As calculations and comparitive analysis will be performed later in the project, next the 3 columns which are of dtype ``object`` will be checked to ensure these are not numeric columns which have incorrect dtype assigned. This is done as a value assigned as an ``object`` will not be possible to be used for performing numerical operations later. 

In [71]:
# checking which columns are of dtype object
print('The columns of dtype object are:\n')
for time_period in ['5y', '1y', 'event_specific', '10y']: 
    # Find columns with 'object' data type
    object_cols = industry_dataframes[time_period].select_dtypes(include='object').columns.tolist()
    print(f'{time_period.capitalize()} DataFrame:\n{object_cols}\n')


The columns of dtype object are:

5y DataFrame:
['Industry', 'Company', 'Timeframe']

1y DataFrame:
['Industry', 'Company', 'Timeframe']

Event_specific DataFrame:
['Industry', 'Company', 'Timeframe']

10y DataFrame:
['Industry', 'Company', 'Timeframe']



As the 'Industry', 'Company' and 'Timeframe' are not numeric columns and not needed for calculations, the ``object`` dtype should cause no issues.

### Checking the index data
As analysis and comparisons on the data over different time periods will be performed, having the index be of ``Pandas`` ``datetime`` index is preferred.

In [72]:
# checking the index dtype for each dataframe
for time_period in ['5y', '1y', 'event_specific', '10y']:
    index_dtype = industry_dataframes[time_period].index.dtype
    print(f'The index data type for the {time_period} dataframe is: {index_dtype}')

The index data type for the 5y dataframe is: datetime64[ns, America/New_York]
The index data type for the 1y dataframe is: datetime64[ns, America/New_York]
The index data type for the event_specific dataframe is: datetime64[ns, America/New_York]
The index data type for the 10y dataframe is: datetime64[ns, America/New_York]


From the above output it can be seen that the index data is of the datetime64 dtype which is desired. However, additional information is present suggesting the timezone of the data retrieved is America/New York and not UTC.  
To confirm this, one of the index values will be checked as an example to see how the data is showing.

In [73]:
# printing the first value for the index in each df
print(f'The first index value in each index is:')
for time_period in ['5y', '1y', 'event_specific', '10y']:
    print(f'{time_period}: {industry_dataframes[time_period].index[0]}')  # First index


The first index value in each index is:
5y: 2019-12-30 00:00:00-05:00
1y: 2023-12-28 00:00:00-05:00
event_specific: 2023-12-26 00:00:00-05:00
10y: 2014-12-29 00:00:00-05:00


The timestamp ending in ``-05:00`` confirms that the timestamp is matching the ``ns, America/New_York`` timezone.
---------------
Objective. From the dtype-checking passage above, could you write out word for word the part that opens with the words containing "From the above" and closes with "data is showing."?

Position annotation records:
---------------
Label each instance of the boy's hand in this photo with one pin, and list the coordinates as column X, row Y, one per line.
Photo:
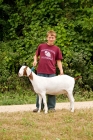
column 34, row 63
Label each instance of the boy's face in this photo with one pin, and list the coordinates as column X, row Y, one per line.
column 51, row 39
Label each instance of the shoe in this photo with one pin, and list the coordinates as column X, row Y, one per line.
column 35, row 110
column 51, row 110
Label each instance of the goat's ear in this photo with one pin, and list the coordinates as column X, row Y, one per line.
column 24, row 72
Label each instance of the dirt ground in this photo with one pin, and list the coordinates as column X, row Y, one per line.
column 59, row 106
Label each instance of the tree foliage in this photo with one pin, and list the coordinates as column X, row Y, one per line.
column 23, row 25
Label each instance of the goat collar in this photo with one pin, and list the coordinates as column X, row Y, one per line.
column 25, row 73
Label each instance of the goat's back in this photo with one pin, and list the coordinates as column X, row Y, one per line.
column 53, row 85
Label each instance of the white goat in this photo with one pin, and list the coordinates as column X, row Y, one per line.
column 53, row 86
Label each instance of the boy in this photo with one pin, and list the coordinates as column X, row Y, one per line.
column 50, row 55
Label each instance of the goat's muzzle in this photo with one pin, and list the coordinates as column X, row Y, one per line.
---------------
Result.
From the above output it can be seen that the index data is of the datetime64 dtype which is desired. However, additional information is present suggesting the timezone of the data retrieved is America/New York and not UTC.  
To confirm this, one of the index values will be checked as an example to see how the data is showing.